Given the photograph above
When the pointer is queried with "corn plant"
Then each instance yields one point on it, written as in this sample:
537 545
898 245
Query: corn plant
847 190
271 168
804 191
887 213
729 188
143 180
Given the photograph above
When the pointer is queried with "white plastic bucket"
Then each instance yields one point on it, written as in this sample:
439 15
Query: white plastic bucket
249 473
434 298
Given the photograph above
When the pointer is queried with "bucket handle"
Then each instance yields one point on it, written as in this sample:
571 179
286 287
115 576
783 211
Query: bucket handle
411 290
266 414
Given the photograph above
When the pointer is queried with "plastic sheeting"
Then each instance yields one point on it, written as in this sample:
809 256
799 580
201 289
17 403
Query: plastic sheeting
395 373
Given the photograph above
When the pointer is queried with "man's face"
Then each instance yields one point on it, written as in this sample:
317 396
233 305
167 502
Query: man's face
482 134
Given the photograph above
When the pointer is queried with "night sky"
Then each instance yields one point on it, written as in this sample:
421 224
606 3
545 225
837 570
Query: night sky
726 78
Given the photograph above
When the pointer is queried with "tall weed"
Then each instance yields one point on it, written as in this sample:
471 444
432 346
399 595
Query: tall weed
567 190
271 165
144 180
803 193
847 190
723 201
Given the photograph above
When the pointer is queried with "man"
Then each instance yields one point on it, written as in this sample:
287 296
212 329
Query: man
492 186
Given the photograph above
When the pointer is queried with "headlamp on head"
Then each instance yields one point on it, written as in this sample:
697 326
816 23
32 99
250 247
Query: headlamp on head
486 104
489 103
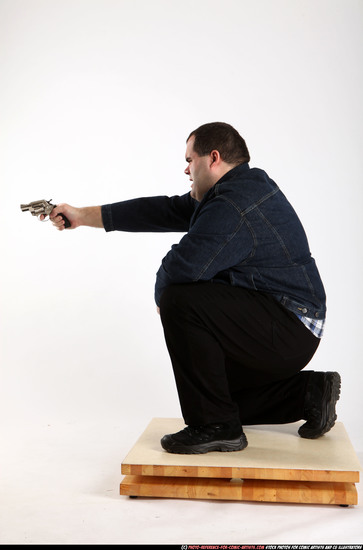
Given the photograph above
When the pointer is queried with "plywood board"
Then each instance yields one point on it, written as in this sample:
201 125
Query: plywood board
273 452
247 490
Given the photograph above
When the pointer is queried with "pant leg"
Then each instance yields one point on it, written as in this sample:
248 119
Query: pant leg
228 346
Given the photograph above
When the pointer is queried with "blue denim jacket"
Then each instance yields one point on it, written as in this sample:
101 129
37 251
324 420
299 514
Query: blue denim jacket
244 233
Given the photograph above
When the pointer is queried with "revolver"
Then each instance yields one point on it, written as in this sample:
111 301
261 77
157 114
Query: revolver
37 208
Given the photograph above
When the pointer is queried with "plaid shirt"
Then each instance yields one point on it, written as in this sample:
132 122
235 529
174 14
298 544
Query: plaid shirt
316 326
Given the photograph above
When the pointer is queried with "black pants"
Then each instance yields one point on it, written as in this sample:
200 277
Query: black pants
236 354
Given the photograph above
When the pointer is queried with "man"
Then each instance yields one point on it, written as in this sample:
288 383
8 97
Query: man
240 297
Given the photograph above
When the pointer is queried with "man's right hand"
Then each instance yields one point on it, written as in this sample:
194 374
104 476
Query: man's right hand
71 213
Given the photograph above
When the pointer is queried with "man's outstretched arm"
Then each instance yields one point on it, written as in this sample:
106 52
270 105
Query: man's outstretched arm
90 216
146 214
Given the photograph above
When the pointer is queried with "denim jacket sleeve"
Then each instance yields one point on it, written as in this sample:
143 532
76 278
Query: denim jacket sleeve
154 214
217 240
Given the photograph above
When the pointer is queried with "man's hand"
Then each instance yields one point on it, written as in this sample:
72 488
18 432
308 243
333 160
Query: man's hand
71 213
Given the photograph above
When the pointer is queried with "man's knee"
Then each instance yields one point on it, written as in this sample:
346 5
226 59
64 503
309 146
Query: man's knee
174 298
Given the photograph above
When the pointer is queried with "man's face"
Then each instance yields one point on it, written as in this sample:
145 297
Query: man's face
198 170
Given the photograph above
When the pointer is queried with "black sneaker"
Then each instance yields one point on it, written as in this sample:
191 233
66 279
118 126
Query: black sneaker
323 392
204 439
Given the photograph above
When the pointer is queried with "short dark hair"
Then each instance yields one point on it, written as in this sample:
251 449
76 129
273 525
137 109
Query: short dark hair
222 137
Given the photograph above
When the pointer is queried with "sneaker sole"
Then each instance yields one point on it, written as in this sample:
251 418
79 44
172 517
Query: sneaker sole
223 446
331 396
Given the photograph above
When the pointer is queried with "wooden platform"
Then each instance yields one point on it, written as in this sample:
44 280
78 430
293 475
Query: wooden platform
277 466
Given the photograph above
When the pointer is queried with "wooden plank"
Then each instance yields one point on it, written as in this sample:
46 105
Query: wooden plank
244 473
274 452
242 490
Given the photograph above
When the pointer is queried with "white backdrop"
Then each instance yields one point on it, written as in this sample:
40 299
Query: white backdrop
97 99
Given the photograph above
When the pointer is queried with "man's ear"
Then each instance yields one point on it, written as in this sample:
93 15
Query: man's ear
215 157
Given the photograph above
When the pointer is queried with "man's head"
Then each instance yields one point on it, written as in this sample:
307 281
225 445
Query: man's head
212 150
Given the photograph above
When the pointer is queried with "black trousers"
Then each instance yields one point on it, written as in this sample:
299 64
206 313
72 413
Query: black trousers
236 354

★ ★ ★

GIVEN PROBLEM |
Count the lines in the records above that contain the string "sleeve", and reply with the number alone.

WORKED SOLUTION |
2